PROBLEM REQUIREMENTS:
Count the lines in the material below that contain the string "woman", and reply with that number only.

━━ DATASET EXTRACT ━━

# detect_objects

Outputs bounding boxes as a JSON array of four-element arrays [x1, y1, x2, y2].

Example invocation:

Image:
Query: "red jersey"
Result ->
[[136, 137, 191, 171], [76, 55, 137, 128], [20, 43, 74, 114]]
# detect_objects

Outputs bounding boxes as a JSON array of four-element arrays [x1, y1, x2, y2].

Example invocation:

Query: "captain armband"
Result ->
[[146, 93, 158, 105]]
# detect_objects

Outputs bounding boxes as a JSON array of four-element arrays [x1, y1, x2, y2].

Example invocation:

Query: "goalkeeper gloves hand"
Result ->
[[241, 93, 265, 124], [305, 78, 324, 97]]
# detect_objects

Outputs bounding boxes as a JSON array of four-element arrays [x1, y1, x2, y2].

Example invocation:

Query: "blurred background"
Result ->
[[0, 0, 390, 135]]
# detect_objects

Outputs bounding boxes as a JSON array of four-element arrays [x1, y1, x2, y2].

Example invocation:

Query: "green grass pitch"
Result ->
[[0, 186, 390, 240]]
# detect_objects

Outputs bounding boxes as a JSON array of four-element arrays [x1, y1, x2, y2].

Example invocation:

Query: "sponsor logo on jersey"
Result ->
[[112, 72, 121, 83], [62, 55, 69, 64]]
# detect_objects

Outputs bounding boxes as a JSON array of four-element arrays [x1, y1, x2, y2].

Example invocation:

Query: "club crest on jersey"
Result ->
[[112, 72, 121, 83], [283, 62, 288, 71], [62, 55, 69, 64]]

━━━
━━ DATASET EXTRACT ━━

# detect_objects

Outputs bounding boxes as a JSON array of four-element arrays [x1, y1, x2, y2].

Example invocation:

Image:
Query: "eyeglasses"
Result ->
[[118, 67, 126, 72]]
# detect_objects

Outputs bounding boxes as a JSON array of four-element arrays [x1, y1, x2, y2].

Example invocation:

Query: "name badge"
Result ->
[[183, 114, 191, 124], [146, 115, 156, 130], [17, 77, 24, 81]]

━━━
━━ DATASET EXTRACT ━━

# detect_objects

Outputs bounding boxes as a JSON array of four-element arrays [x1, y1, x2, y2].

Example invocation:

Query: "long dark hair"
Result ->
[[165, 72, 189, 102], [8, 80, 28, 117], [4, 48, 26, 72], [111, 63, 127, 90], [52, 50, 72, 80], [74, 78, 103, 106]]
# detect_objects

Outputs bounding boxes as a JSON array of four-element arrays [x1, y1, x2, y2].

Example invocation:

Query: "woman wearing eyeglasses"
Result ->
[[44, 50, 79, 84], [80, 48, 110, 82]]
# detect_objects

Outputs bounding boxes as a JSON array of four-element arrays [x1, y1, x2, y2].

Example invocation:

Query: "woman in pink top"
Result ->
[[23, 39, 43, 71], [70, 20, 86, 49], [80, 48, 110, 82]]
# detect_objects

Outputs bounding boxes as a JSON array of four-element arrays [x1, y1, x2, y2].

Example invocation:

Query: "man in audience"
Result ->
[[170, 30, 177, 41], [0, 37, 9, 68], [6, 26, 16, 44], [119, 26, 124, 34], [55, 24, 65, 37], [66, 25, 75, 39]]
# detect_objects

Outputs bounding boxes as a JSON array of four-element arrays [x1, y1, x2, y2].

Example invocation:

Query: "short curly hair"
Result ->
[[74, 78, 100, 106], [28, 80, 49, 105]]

━━━

ANSWER FOR THIS EXERCISE:
2